◆ Records to process:
====

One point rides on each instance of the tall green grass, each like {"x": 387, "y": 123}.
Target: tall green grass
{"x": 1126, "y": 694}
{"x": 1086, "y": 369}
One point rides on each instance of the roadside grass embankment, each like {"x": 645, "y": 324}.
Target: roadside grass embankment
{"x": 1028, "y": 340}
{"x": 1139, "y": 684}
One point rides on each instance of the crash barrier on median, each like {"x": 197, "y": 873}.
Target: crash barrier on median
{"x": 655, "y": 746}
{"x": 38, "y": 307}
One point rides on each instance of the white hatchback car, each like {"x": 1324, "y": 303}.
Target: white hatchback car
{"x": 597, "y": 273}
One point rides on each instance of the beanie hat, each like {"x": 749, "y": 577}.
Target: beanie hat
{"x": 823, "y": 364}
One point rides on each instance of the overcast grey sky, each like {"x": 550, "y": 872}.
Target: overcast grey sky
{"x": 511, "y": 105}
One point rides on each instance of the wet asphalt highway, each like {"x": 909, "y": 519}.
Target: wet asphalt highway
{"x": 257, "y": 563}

====

◆ Required work: Rewrite the records from the line that contains "One point rides on each instance of the beanie" through the end of the records, putting "concrete" wherever "asphalt" appears and leaving everything else unchanged.

◆ Output of the exercise:
One point rides on each instance of the beanie hat, each like {"x": 749, "y": 577}.
Target: beanie hat
{"x": 823, "y": 364}
One point rides on each instance of the overcast grey sky, each like {"x": 550, "y": 872}.
Target: overcast grey sky
{"x": 511, "y": 105}
One point rides on each instance of the wet concrete highway, each like {"x": 909, "y": 519}.
Target: wet concrete highway
{"x": 257, "y": 563}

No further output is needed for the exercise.